(Point annotation dataset records)
--

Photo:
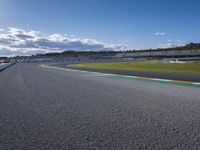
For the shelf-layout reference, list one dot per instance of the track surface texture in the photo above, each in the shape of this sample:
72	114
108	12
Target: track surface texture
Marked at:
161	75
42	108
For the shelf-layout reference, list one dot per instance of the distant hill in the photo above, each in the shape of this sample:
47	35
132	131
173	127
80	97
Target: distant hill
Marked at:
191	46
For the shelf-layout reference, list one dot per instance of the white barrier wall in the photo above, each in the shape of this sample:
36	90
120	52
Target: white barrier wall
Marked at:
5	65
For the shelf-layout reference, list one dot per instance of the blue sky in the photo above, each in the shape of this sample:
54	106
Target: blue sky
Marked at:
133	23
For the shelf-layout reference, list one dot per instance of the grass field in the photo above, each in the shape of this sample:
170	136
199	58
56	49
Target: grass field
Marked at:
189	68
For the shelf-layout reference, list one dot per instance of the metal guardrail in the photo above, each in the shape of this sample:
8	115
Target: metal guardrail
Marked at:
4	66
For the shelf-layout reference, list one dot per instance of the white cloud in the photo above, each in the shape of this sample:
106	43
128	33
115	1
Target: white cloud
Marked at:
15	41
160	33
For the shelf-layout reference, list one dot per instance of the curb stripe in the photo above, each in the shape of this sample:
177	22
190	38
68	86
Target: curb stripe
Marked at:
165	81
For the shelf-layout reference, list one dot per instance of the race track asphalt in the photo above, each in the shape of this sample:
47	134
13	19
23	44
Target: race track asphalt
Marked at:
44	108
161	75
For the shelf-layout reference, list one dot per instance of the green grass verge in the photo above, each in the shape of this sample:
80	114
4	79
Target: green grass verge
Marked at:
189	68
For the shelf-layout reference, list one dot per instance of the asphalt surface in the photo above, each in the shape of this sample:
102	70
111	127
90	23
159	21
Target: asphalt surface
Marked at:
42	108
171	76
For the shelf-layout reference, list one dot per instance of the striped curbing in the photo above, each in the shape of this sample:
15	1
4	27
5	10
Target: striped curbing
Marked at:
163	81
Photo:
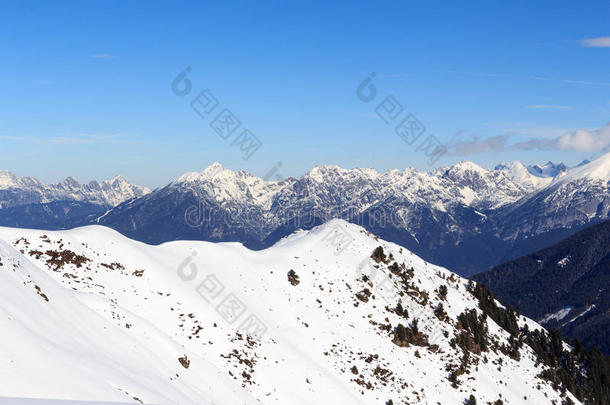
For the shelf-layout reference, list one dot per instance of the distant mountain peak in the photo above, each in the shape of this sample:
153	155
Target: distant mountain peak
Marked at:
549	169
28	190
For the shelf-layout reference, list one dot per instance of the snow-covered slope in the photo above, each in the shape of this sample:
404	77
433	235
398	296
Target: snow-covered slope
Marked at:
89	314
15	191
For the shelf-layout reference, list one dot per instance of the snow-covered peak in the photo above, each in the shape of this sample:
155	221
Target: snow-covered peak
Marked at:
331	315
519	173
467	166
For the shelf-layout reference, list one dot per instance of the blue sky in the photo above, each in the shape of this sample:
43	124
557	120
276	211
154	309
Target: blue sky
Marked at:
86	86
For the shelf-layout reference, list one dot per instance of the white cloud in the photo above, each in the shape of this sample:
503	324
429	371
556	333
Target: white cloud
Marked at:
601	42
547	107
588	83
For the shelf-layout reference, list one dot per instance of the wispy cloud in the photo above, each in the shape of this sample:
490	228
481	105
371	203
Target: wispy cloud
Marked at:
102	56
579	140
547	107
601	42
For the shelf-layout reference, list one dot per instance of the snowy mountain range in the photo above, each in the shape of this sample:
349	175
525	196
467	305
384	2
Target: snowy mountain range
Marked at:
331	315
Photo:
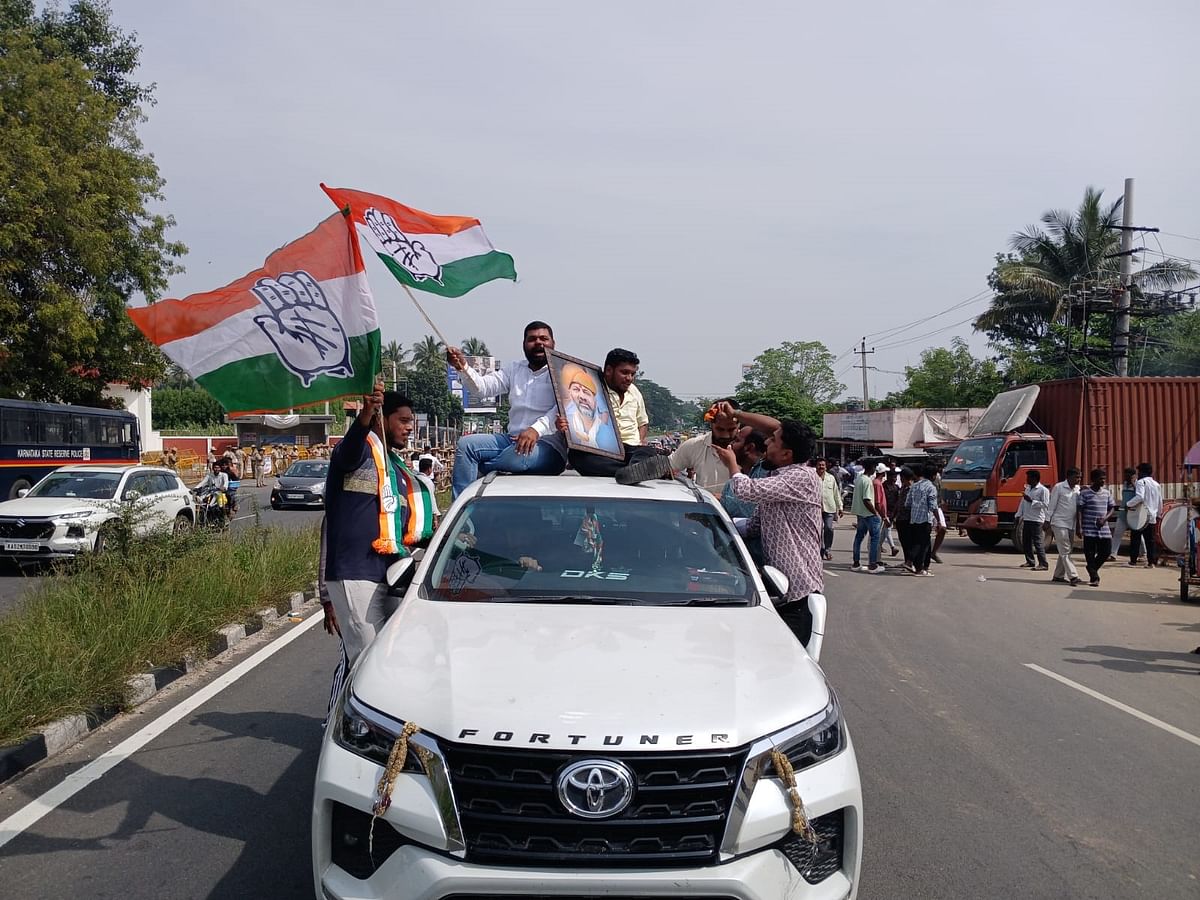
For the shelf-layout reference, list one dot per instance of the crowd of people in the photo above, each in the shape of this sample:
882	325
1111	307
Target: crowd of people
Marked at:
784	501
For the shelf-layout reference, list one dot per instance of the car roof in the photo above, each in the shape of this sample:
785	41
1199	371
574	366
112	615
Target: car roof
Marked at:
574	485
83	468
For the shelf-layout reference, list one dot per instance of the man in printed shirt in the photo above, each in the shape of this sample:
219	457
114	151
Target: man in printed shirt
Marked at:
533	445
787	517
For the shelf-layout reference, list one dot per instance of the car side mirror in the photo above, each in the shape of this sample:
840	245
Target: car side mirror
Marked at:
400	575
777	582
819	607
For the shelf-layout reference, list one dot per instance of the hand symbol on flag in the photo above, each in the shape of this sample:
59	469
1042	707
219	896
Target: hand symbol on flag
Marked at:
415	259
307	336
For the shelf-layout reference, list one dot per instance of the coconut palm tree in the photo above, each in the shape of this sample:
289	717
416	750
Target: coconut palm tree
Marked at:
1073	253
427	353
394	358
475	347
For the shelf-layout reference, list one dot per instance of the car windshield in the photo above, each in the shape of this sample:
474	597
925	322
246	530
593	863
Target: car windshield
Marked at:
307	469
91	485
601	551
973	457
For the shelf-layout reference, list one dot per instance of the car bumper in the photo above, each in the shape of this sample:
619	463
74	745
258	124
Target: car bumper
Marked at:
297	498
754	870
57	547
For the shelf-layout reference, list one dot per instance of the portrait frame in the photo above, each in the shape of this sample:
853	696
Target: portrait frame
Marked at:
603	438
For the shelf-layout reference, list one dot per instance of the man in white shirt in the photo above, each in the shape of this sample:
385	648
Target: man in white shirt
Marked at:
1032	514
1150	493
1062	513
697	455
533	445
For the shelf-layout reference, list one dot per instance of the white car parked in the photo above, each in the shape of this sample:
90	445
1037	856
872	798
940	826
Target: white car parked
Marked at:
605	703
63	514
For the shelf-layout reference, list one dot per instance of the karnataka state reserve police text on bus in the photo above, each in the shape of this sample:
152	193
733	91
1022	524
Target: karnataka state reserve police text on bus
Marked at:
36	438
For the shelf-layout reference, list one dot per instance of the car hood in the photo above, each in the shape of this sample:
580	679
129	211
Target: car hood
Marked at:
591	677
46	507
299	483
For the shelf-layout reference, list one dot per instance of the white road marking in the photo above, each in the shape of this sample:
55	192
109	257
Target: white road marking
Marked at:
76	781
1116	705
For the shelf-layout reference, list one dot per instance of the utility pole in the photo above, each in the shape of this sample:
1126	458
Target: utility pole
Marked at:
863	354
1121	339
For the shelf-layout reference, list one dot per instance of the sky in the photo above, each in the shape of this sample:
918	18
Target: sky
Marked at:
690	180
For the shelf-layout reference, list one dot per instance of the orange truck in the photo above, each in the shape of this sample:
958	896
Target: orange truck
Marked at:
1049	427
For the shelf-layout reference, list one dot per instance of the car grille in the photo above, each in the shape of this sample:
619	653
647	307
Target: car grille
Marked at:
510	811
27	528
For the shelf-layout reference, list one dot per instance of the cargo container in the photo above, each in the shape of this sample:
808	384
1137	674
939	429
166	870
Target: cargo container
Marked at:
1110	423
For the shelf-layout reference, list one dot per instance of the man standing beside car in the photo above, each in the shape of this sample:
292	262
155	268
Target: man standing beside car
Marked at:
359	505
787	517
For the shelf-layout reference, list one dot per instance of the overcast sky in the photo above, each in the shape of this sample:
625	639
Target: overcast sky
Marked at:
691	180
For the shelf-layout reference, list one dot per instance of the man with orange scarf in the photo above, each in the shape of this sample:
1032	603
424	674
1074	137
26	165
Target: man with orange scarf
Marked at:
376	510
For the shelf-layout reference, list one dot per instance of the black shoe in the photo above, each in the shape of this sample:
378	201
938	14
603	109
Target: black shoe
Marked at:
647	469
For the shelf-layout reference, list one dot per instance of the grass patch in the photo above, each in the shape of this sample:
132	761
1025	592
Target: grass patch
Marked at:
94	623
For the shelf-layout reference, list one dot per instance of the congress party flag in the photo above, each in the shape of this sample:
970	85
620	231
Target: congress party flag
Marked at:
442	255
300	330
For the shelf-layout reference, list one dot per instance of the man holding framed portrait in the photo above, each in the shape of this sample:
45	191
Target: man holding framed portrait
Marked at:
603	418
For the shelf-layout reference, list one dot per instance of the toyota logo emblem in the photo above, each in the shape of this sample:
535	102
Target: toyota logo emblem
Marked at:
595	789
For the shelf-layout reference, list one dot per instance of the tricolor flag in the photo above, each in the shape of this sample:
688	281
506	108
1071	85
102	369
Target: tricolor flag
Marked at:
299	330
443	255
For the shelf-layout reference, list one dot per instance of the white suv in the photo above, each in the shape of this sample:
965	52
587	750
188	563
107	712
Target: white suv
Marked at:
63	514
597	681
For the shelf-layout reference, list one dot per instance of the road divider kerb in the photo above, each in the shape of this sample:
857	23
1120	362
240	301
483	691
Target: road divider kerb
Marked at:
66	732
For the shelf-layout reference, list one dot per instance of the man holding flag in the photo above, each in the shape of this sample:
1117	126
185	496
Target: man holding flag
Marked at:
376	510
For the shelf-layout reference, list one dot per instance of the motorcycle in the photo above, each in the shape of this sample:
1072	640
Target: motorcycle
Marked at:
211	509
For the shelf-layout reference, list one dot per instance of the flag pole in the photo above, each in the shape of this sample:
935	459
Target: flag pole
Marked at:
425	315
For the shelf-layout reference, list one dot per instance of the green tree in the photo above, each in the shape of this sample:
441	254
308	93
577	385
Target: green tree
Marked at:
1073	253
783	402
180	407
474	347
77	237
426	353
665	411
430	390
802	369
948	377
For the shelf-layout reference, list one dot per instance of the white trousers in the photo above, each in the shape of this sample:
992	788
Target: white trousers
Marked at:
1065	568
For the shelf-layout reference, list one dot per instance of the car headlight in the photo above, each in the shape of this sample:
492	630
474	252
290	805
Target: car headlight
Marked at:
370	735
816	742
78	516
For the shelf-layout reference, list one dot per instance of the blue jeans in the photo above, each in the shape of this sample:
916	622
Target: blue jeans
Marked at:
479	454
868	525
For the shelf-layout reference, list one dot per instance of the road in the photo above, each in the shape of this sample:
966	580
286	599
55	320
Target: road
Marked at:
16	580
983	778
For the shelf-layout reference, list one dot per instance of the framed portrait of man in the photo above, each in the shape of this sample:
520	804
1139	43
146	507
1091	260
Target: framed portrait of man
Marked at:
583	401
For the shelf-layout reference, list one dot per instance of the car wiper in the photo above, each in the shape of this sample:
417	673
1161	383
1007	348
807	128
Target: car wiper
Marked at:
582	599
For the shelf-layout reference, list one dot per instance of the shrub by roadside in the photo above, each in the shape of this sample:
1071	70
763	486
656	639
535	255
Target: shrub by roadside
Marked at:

--

**TO DO**
Your task is to return, exactly and on their own, the lines from the one containing "of the framed" through the last line of the listing.

**RIGHT ANSWER**
For the shelf-layout reference, list one dot per instance of the framed portrait of man in the photo above, each in the shape of this sample:
520	804
1139	43
146	507
1091	260
Target: framed portrait of man
Marked at:
583	401
For the shelf-layout reference, list one dot per instance of the car wiper in the photo above, each in the shape of this sample:
417	673
1161	383
1007	348
807	128
Target: car wiper
Marked at:
582	599
For the shelf-layout reference, list one dot per instance of the shrub by roadside in the photo above, each in the shape of this sample:
1071	70
763	486
656	639
535	255
Target: shrub by roadside
Marked at:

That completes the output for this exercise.